## Task
A complete answer lists every line of the material where the string "background" occurs.

++++++++++

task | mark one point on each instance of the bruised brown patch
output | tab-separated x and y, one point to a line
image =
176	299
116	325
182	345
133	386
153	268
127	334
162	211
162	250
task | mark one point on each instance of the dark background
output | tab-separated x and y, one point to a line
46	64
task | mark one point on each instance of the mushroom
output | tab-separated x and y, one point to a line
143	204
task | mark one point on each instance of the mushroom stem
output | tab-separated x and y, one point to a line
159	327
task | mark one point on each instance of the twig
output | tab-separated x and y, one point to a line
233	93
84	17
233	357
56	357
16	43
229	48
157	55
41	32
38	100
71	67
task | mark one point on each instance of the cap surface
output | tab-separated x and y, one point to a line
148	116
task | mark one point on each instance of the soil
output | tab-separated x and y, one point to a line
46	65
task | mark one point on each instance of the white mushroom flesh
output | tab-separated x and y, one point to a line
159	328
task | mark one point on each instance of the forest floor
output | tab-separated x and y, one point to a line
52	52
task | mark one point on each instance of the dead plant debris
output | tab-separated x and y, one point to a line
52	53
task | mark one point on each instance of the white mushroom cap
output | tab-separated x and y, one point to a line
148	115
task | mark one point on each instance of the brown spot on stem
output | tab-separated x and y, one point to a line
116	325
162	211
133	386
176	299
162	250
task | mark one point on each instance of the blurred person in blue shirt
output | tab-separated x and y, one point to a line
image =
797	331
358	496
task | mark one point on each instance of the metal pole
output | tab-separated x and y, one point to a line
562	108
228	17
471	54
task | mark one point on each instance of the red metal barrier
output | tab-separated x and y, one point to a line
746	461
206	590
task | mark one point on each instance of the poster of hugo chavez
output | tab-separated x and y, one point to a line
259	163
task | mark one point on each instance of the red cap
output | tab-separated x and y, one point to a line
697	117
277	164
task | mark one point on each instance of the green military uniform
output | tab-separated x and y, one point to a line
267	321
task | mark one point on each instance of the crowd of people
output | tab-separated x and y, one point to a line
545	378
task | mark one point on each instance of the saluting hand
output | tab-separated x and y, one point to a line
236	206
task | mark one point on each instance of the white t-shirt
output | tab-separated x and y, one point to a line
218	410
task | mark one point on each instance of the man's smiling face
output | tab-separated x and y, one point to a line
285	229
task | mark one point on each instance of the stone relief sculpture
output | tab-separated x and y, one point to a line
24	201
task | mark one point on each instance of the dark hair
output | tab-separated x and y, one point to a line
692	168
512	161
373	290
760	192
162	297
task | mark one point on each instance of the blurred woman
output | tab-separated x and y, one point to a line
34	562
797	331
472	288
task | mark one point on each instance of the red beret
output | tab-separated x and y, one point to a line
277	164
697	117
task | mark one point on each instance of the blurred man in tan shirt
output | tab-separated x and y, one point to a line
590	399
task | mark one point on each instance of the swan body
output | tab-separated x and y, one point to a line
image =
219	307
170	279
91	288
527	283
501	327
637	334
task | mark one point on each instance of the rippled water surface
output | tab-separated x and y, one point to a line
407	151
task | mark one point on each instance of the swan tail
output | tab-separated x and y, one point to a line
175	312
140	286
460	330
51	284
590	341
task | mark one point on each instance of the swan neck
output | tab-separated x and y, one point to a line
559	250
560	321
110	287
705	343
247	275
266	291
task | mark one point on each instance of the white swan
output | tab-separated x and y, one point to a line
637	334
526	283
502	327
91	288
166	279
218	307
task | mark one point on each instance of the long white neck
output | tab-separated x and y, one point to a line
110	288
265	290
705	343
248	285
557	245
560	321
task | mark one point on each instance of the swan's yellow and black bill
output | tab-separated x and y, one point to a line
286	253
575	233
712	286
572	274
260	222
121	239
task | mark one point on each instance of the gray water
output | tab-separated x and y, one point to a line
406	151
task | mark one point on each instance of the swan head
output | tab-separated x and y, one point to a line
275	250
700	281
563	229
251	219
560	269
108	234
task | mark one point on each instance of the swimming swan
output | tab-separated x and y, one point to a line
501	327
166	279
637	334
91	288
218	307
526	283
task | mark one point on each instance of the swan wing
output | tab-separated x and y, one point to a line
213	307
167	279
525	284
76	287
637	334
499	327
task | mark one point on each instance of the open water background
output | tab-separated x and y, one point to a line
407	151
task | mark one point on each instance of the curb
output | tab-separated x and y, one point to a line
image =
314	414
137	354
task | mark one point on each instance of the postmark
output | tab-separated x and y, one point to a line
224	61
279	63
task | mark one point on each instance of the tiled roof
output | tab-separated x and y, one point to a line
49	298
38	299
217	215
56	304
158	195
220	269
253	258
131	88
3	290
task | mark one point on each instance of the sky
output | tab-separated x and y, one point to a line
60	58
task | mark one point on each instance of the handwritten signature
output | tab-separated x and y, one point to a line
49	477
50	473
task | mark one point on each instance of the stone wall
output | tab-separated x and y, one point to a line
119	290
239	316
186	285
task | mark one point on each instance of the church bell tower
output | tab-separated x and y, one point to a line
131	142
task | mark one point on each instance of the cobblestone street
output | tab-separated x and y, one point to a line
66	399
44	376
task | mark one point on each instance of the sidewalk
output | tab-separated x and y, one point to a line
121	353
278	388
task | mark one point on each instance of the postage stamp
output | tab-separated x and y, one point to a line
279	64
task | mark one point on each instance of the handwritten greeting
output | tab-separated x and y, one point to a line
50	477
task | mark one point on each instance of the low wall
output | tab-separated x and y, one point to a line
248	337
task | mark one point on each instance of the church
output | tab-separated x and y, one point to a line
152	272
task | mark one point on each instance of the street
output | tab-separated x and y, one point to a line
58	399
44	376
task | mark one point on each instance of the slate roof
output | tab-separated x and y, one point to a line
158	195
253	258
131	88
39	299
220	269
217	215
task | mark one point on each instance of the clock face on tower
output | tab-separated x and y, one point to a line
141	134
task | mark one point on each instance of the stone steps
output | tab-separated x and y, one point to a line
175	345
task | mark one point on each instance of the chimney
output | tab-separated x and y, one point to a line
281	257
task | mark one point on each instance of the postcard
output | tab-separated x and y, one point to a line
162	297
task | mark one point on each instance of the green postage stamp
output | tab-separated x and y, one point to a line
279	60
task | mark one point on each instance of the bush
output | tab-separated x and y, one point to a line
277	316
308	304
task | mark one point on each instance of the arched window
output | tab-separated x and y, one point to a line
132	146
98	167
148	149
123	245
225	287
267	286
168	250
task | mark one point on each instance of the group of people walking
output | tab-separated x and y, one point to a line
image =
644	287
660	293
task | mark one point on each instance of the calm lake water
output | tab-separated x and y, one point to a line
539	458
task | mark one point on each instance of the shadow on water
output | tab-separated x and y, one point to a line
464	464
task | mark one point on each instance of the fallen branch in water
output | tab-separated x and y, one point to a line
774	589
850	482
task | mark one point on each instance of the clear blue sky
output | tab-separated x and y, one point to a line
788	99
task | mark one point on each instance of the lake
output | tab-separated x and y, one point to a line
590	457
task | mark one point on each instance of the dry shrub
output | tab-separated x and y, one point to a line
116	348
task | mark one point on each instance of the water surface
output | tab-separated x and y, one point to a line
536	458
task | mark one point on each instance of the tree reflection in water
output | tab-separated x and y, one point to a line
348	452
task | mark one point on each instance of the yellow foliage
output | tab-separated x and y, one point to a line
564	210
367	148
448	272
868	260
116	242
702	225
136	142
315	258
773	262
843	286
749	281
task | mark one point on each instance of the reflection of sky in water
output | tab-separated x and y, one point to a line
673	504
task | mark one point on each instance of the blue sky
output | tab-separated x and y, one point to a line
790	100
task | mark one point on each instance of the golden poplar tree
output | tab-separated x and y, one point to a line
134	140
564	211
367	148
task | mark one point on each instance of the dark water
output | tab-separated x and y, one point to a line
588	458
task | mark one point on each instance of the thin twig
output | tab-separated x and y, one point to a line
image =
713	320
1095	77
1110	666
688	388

++++++++++

## The completed task
task | mark one point on each instance of the dark background
task | mark one point on each instance of the open water background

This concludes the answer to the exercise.